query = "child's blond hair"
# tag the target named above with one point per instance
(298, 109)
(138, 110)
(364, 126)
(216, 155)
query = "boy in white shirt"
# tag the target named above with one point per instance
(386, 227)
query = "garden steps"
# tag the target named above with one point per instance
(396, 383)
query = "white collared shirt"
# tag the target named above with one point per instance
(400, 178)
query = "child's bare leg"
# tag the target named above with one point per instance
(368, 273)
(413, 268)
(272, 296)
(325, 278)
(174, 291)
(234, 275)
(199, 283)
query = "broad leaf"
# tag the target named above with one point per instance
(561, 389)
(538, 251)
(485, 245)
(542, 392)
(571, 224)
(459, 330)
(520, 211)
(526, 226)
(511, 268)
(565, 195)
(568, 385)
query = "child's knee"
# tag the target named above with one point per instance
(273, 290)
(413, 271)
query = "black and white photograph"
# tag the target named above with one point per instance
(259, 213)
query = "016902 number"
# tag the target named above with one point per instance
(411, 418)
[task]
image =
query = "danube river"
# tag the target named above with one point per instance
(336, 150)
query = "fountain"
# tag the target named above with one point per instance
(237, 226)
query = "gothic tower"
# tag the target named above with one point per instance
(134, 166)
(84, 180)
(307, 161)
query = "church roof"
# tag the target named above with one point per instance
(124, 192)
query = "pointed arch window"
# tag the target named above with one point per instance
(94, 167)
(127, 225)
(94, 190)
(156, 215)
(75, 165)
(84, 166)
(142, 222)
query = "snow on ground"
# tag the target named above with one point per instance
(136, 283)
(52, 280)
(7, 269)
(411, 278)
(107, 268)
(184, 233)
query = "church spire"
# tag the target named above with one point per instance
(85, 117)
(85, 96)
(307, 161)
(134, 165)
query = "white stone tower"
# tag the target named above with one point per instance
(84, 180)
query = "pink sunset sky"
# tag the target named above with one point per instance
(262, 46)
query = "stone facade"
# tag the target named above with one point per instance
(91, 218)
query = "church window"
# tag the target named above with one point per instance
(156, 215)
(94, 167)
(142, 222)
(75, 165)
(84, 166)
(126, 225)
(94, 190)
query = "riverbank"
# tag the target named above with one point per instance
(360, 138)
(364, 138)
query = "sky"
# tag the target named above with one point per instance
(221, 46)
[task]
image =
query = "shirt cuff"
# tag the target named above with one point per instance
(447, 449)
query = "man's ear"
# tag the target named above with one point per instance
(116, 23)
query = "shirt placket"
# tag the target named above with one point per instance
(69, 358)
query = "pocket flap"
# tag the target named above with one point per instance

+++

Reproduce the material in full, with no word added or dropped.

query = "child's blond hair"
# tag the target named above with one point per instance
(298, 109)
(138, 110)
(364, 126)
(216, 155)
query = "boy in white shirt"
# tag the target named above with one point per instance
(386, 227)
query = "garden steps"
# tag the target named above with one point per instance
(396, 383)
query = "white collared shirt"
# tag the target named above with one point per instance
(400, 178)
query = "child's bare leg"
# tag the target named above with one point per instance
(368, 273)
(413, 268)
(272, 296)
(325, 278)
(174, 291)
(234, 275)
(199, 283)
query = "broad leaf"
# tag the target named above with one point per instance
(561, 389)
(538, 251)
(485, 245)
(542, 392)
(571, 224)
(459, 330)
(520, 211)
(526, 226)
(511, 268)
(565, 195)
(568, 385)
query = "child's knee"
# tag the target named above with one point per instance
(273, 290)
(413, 271)
query = "black and white photograph"
# tag the target named above with one point per instance
(259, 213)
query = "016902 number"
# tag the target named above with one point per instance
(411, 418)
[task]
image =
query = "danube river"
# tag the target named above with one point per instance
(336, 150)
query = "fountain"
# tag the target named above with one point per instance
(237, 226)
query = "gothic tower"
# tag the target named above with one point per instance
(134, 166)
(84, 180)
(307, 161)
query = "church roof"
# tag the target named above with one point per instance
(124, 192)
query = "pointed arch window"
# tag the target named above with one point per instance
(94, 167)
(127, 225)
(94, 190)
(156, 215)
(75, 165)
(84, 166)
(142, 222)
query = "snow on ground"
# tag the target named above with one point per instance
(136, 283)
(52, 280)
(7, 269)
(411, 278)
(107, 268)
(184, 233)
query = "church spire"
# tag the target named above with one point per instance
(85, 117)
(85, 96)
(307, 161)
(134, 165)
query = "white stone tower"
# tag the target named above with one point per instance
(84, 180)
query = "pink sunset sky"
# tag the target named above with one point per instance
(262, 46)
query = "stone facade"
# tag the target named above with one point per instance
(91, 218)
query = "church window"
# tag the target named above with one point per instance
(156, 215)
(94, 167)
(142, 222)
(75, 165)
(84, 166)
(126, 225)
(94, 190)
query = "riverbank"
# tag the target named above with one point per instance
(360, 138)
(364, 138)
query = "sky"
# tag the target named above with one point per instance
(221, 46)
[task]
image =
query = "shirt cuff"
# tag the target named above with one point per instance
(447, 449)
query = "man's ear"
# tag the target named above with one point per instance
(116, 23)
query = "shirt placket"
# tag the target named above with one point per instance
(69, 358)
query = "pocket flap"
# tag the target named above with one point per instance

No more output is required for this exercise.